■ WHAT YOU HAVE TO DO:
Count the lines in the records below that contain the string "baseboard", treating case as significant, and reply with the number only.

(Point annotation dataset records)
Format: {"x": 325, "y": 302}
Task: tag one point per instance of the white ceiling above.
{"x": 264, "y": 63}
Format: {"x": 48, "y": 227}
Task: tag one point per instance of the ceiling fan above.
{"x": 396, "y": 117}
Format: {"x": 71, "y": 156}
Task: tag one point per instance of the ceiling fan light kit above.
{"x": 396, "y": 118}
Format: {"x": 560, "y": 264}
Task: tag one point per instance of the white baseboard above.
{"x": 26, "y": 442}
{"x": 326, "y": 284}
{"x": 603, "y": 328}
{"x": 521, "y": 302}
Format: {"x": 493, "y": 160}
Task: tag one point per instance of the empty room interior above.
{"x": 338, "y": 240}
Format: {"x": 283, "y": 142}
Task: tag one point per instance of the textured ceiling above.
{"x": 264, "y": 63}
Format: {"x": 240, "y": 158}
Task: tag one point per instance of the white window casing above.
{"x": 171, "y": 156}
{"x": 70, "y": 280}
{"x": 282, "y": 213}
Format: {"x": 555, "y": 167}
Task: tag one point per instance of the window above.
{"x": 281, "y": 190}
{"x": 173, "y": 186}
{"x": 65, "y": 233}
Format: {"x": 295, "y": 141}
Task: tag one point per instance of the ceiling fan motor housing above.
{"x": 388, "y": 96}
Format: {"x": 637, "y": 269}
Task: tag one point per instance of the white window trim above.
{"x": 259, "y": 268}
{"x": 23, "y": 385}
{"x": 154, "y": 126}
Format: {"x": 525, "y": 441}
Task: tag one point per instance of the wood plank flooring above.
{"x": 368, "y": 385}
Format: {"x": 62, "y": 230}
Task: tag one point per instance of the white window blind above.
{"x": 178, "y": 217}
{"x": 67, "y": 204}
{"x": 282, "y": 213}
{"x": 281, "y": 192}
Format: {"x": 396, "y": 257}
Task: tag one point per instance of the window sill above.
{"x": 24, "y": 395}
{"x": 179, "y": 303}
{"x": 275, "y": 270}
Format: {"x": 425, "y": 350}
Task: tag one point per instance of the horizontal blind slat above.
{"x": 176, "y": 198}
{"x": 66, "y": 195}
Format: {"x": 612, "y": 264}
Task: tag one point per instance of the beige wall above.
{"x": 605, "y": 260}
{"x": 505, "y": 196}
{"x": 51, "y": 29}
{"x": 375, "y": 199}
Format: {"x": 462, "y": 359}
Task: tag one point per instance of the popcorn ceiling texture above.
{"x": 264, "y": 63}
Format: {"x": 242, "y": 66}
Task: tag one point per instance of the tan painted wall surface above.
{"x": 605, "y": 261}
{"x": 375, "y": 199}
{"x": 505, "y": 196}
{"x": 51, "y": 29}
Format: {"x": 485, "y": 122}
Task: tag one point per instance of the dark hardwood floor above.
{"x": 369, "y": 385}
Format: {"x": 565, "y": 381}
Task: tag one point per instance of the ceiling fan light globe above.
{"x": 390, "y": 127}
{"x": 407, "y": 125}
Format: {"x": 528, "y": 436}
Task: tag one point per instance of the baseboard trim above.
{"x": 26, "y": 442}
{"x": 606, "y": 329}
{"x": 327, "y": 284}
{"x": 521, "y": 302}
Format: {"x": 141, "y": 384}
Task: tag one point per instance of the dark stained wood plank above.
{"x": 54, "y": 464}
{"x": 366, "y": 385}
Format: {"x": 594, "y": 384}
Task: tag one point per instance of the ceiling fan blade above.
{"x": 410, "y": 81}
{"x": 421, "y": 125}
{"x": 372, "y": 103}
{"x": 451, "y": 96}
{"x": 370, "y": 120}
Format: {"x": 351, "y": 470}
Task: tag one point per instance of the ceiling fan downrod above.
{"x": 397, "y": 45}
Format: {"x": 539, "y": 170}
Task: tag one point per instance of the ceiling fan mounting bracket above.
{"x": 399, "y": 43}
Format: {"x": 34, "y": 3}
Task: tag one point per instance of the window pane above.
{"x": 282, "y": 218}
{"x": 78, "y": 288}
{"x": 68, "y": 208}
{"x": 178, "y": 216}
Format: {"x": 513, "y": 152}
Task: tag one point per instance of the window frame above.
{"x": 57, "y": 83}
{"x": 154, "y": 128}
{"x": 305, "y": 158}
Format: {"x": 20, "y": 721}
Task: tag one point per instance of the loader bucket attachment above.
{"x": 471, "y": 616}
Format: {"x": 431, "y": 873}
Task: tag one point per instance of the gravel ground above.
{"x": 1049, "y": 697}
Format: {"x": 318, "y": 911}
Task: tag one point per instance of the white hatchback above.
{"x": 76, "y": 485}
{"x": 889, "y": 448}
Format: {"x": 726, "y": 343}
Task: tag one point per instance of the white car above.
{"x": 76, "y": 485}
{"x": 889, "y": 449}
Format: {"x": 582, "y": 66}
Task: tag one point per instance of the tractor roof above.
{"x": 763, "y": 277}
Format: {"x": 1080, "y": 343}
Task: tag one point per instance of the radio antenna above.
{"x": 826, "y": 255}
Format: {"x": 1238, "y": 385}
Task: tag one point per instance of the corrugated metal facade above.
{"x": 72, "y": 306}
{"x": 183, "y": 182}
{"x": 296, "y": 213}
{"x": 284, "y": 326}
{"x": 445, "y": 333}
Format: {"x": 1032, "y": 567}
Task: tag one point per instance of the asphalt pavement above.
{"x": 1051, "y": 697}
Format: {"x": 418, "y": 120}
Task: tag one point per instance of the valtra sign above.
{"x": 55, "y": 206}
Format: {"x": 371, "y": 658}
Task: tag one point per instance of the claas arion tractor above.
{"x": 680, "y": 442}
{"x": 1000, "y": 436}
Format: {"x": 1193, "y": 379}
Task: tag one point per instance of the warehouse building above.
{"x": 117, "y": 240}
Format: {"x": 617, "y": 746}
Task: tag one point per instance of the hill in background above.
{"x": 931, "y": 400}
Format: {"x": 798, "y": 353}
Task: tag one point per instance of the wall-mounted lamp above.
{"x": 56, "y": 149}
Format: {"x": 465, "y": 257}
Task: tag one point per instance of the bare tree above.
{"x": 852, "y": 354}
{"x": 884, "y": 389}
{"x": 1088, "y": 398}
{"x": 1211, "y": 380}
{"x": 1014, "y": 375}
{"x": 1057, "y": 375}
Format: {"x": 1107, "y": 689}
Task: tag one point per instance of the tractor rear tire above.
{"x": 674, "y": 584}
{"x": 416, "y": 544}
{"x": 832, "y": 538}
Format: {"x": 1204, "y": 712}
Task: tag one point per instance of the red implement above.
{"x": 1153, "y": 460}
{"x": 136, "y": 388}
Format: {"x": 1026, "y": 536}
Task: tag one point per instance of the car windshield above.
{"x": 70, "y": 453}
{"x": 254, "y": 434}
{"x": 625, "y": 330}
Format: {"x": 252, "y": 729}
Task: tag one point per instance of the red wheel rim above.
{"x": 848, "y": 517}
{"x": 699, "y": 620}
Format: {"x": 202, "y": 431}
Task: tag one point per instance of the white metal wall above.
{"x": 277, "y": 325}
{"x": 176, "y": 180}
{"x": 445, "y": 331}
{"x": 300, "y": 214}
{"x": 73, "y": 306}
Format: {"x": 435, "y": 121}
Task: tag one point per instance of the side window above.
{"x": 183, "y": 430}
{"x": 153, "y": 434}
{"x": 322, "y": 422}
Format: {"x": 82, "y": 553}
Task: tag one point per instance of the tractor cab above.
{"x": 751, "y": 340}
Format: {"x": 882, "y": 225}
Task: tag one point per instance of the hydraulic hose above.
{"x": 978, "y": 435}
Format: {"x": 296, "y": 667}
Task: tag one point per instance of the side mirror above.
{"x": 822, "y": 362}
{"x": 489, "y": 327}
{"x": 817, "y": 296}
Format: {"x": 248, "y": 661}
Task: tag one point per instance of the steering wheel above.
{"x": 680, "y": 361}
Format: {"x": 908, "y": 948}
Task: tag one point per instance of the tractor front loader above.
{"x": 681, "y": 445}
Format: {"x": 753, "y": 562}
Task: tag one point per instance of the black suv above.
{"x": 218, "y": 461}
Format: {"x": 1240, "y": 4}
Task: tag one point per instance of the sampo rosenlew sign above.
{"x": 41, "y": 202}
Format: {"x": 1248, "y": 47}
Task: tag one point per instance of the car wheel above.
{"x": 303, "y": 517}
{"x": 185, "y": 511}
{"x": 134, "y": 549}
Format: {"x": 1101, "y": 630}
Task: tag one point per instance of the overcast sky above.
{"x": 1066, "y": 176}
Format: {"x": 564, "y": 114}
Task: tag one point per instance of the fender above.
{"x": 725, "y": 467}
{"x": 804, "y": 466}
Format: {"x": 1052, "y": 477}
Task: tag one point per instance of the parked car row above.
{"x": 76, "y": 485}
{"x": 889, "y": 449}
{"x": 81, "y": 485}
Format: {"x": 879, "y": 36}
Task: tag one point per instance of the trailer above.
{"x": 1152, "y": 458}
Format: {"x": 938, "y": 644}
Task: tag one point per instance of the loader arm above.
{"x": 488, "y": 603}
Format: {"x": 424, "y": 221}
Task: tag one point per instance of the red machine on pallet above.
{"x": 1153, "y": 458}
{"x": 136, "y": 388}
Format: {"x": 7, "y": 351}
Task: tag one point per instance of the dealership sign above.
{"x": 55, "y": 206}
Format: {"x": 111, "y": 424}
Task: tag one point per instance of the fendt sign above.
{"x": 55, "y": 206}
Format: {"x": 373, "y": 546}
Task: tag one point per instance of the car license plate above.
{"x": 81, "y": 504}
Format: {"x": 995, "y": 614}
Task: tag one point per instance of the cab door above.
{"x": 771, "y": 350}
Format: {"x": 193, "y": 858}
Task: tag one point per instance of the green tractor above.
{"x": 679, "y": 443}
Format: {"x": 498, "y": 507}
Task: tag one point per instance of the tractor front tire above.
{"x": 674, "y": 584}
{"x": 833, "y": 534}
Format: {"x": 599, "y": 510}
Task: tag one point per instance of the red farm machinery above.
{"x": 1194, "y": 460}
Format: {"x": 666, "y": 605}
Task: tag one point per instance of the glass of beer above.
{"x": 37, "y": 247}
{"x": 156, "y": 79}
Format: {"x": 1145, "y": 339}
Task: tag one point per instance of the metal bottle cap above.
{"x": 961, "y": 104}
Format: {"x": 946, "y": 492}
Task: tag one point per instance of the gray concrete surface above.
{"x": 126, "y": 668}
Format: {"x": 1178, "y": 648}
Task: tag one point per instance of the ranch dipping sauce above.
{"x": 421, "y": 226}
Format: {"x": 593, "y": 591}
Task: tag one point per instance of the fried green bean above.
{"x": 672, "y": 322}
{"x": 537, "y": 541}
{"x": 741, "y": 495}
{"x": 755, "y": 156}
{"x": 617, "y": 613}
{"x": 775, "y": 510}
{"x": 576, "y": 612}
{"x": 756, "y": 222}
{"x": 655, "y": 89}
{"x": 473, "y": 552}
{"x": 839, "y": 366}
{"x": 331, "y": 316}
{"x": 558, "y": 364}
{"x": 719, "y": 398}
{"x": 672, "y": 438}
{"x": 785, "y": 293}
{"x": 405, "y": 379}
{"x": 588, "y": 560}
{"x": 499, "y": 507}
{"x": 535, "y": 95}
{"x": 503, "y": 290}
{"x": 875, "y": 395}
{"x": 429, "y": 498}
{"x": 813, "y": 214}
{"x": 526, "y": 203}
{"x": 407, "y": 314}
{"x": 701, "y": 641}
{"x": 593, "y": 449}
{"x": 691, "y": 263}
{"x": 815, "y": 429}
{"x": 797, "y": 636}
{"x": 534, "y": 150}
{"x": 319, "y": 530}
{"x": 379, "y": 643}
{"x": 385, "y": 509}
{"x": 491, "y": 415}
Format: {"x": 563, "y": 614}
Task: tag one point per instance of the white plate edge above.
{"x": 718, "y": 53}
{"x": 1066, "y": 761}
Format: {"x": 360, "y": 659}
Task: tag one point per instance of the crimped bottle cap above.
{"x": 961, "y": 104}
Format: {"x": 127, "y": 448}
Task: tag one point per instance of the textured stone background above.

■ ANSWER TO THE EXERCISE:
2